Problem statement: Search the data below for the word "sofa" and copy each line that holds it.

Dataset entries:

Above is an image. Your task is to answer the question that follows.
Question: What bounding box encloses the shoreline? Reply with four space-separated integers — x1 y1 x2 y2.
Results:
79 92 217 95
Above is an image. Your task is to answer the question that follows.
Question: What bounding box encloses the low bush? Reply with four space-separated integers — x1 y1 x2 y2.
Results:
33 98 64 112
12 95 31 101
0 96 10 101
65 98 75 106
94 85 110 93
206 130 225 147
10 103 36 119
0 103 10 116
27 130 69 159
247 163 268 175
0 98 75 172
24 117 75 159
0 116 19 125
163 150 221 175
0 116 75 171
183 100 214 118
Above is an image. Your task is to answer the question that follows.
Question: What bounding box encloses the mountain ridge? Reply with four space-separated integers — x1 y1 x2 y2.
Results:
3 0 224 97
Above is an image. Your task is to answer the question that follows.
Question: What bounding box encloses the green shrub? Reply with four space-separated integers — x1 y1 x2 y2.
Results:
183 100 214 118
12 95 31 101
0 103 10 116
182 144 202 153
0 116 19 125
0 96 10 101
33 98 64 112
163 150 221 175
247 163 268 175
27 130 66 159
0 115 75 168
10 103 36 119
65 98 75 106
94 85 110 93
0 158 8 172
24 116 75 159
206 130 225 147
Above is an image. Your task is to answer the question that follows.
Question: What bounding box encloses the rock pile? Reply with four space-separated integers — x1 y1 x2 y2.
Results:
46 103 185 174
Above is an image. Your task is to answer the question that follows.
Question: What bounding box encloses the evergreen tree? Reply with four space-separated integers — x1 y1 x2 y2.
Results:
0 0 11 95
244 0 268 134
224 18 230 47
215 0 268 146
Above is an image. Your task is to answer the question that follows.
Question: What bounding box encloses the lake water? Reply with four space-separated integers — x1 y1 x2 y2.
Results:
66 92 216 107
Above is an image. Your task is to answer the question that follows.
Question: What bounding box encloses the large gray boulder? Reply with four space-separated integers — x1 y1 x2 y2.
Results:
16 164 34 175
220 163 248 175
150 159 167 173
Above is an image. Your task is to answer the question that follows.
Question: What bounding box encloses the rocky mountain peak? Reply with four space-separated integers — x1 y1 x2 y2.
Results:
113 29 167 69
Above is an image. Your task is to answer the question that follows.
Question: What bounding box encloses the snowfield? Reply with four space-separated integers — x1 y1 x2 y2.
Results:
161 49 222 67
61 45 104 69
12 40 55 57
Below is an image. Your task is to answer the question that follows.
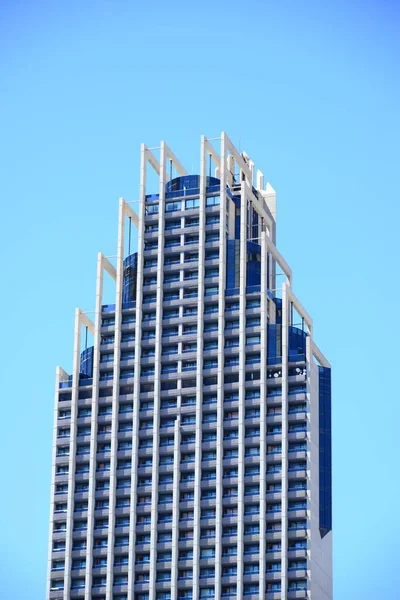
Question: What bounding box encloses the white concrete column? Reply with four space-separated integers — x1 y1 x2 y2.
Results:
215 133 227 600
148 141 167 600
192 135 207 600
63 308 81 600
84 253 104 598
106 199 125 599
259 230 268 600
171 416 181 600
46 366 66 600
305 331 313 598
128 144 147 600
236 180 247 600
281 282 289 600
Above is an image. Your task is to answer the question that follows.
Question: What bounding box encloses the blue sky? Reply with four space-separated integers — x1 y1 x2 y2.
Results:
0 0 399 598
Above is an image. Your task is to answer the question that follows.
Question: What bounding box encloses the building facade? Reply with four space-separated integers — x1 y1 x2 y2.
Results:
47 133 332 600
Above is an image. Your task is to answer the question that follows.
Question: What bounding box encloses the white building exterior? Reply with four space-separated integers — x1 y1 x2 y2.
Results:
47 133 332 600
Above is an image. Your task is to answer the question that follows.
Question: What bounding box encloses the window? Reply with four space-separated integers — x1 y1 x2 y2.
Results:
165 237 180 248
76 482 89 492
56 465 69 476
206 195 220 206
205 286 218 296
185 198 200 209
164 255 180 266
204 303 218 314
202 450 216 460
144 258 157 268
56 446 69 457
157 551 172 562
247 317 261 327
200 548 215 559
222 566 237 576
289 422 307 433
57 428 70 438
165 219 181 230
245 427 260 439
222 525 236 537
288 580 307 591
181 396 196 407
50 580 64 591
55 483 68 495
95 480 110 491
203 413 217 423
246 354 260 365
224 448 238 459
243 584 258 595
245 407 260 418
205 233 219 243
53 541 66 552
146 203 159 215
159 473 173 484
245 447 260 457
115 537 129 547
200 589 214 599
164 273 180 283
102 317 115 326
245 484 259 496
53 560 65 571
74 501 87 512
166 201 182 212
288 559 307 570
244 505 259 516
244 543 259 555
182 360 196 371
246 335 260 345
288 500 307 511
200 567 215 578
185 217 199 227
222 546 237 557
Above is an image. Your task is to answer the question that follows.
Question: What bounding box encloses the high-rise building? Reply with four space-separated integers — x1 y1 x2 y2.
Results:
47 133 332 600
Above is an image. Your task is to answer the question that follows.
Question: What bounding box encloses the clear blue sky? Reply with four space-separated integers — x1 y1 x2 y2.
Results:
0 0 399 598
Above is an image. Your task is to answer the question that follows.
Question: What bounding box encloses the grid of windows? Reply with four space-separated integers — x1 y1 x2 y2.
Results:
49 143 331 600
==
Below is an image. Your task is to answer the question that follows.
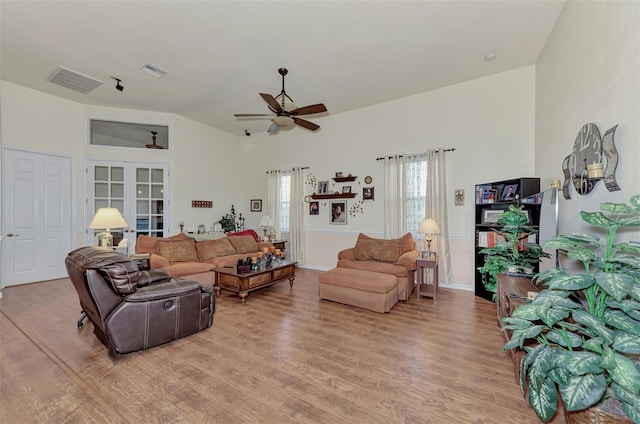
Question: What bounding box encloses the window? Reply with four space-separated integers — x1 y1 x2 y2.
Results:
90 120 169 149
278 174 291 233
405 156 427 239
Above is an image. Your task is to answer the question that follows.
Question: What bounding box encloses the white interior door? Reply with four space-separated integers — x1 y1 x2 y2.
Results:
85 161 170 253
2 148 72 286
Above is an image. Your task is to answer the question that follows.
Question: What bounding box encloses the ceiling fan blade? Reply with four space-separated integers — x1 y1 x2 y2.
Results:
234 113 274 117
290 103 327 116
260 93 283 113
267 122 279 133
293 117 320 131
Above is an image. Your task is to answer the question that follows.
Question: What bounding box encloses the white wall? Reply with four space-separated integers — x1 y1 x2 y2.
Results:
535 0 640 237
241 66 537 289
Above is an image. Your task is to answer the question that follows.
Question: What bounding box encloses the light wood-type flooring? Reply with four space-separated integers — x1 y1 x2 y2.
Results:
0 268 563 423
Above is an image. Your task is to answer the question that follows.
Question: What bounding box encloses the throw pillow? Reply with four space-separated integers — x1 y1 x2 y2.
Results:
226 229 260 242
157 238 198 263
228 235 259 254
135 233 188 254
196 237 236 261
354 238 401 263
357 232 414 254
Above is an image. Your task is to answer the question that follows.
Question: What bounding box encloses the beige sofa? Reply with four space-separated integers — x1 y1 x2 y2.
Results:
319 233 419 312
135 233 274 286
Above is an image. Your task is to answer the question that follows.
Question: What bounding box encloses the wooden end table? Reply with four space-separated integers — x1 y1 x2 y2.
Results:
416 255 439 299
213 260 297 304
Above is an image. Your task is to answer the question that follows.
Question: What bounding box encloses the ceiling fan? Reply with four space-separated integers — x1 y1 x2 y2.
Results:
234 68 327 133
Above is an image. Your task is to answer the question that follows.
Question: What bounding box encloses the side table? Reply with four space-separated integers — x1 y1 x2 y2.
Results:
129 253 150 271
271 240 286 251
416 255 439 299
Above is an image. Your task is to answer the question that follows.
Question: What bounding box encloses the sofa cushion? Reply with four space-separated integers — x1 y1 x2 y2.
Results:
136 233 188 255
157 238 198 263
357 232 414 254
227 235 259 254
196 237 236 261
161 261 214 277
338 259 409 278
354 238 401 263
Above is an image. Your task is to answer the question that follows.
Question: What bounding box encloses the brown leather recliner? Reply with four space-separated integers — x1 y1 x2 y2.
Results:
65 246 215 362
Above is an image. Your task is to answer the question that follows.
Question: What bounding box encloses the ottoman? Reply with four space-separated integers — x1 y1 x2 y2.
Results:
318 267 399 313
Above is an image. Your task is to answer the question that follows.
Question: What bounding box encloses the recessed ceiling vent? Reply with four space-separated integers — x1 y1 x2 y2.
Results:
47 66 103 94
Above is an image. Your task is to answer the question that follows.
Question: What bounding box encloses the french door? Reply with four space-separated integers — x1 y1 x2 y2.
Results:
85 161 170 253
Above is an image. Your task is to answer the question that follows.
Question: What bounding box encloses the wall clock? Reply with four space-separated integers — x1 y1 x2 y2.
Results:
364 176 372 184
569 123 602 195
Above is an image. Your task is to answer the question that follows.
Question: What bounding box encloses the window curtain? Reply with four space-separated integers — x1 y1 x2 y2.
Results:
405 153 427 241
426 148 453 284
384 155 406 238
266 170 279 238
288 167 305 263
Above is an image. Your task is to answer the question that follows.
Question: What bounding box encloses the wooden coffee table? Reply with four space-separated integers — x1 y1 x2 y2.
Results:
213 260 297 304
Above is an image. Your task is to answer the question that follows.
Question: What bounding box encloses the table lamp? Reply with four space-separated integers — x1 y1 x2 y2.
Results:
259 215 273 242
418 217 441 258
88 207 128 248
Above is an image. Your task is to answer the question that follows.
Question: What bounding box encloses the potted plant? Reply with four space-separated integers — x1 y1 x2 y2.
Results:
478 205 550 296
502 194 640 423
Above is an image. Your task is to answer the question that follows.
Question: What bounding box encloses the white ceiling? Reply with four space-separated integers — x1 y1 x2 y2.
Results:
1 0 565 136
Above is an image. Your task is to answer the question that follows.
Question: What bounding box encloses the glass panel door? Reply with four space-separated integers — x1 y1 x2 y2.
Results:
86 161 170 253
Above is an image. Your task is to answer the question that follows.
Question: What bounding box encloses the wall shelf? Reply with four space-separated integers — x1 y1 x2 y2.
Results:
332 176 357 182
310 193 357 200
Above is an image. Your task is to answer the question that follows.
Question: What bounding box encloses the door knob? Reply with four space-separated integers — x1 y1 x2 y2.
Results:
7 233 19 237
--
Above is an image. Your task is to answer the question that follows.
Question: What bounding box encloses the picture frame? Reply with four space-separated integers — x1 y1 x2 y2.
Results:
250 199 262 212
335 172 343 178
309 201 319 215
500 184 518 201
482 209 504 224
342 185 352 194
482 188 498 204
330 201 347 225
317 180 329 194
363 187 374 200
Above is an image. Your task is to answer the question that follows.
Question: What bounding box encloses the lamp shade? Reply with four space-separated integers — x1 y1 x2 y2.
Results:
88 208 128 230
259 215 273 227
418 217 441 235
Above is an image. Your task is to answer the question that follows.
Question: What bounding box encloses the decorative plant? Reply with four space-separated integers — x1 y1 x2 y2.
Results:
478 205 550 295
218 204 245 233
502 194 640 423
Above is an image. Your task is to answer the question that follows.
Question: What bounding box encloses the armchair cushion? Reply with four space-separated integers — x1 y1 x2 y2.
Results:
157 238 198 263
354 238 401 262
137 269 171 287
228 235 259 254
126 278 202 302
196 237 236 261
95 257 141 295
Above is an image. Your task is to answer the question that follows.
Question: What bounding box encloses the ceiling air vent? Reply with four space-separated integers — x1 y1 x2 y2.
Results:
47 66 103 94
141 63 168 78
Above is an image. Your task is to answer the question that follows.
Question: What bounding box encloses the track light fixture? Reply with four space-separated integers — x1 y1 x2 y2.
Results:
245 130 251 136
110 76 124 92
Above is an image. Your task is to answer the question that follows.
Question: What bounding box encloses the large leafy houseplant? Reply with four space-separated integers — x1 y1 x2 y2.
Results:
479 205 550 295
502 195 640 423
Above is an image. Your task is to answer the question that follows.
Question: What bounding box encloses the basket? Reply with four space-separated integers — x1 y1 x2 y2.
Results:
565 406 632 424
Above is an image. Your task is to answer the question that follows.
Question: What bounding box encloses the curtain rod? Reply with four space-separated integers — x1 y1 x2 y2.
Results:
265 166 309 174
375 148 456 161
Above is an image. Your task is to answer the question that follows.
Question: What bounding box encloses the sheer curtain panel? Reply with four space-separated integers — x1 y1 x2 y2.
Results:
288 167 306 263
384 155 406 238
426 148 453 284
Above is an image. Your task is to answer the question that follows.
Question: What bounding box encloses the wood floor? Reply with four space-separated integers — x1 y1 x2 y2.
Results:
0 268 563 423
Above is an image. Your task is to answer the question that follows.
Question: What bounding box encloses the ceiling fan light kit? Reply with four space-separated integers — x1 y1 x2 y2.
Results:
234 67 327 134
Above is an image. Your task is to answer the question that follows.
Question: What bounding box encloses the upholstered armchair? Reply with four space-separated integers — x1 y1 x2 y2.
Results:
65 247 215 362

Completed exercise:
Question: What bounding box encloses the beige sofa? Reply with four space-separated integers — x1 y1 x2 y2.
Question: What bounding box encloses the sofa cushion? Reply with four space-separated integers — x1 y1 x2 y2.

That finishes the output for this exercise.